- **ABOUT THIS EXERCISE**:
Set down every record below exactly as it stands, leaving out the pictures.

---

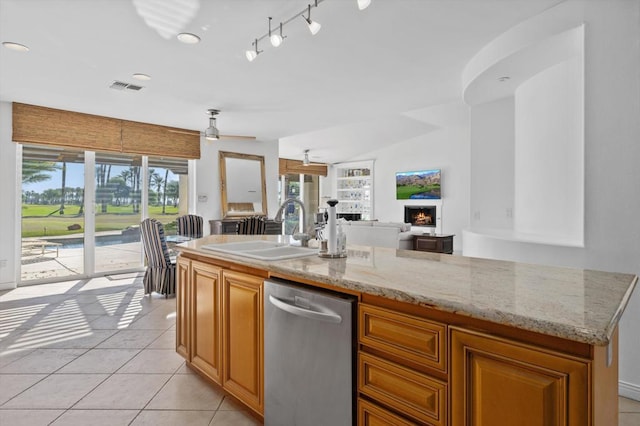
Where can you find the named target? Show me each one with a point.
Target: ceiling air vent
(121, 85)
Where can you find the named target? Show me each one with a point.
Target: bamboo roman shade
(48, 126)
(296, 167)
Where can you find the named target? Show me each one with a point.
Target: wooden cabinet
(371, 415)
(206, 324)
(434, 243)
(183, 345)
(219, 327)
(243, 338)
(497, 381)
(402, 365)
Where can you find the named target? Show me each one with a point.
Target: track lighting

---

- **ANSWER TO THE PROBLEM**:
Where can you find the named target? Show me each one with a point.
Target: ceiling air vent
(121, 85)
Where can you find the named target? Show me each one with a point.
Target: bamboo roman shade
(48, 126)
(296, 167)
Where can you find the named target? Show me each one with a point.
Target: wooden cabinet
(371, 415)
(206, 324)
(434, 243)
(183, 345)
(219, 327)
(243, 338)
(497, 381)
(402, 365)
Where can you find the named target? Show me each one with a point.
Target: track lighting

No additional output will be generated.